[Work instructions]:
Copy the lines below, requests included, starting with the line containing "class is woman" and going on through the line containing "[315,10,491,197]". Shift every bounding box coordinate in the answers up by 128.

[Material supplied]:
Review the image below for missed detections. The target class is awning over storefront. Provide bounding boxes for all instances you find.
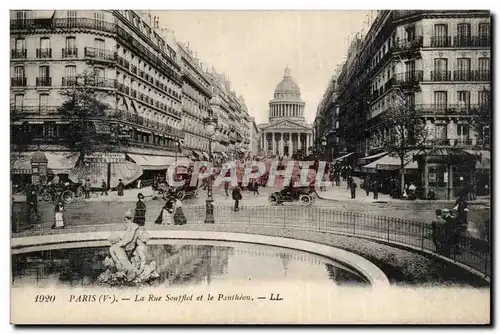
[464,150,491,169]
[10,151,79,174]
[361,151,418,172]
[358,152,387,165]
[128,153,175,170]
[69,161,142,188]
[333,152,354,161]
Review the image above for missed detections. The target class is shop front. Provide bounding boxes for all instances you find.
[414,148,478,199]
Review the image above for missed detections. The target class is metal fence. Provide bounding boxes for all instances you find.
[12,201,491,278]
[184,206,491,278]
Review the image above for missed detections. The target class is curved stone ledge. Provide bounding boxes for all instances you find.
[11,230,389,289]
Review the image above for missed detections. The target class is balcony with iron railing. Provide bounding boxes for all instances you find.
[10,77,26,87]
[84,47,117,62]
[10,18,116,33]
[36,48,52,59]
[61,48,78,58]
[10,106,59,116]
[393,70,424,87]
[430,36,452,48]
[84,77,117,89]
[414,103,482,116]
[10,49,28,59]
[36,77,52,87]
[61,76,77,87]
[431,70,451,81]
[394,36,424,52]
[453,35,491,48]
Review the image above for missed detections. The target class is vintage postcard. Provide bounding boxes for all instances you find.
[9,9,493,325]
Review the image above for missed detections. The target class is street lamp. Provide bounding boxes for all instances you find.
[321,137,326,161]
[205,115,217,224]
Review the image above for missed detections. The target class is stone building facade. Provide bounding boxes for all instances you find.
[260,68,313,157]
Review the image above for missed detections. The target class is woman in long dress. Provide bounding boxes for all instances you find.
[52,202,64,228]
[173,198,187,225]
[155,198,174,225]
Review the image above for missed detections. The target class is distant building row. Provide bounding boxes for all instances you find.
[10,10,260,185]
[315,10,491,197]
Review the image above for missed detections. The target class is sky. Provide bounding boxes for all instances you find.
[155,10,369,123]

[Response below]:
Review the image above for missed detections. The target class is woman in long dress. Provide bounding boxes for all instances you find.
[180,330,192,356]
[301,326,315,353]
[283,326,302,353]
Review the image above for missed detections. The target class is distant building row. Provide bounding boxes for all instances you find.
[138,138,388,313]
[443,138,619,325]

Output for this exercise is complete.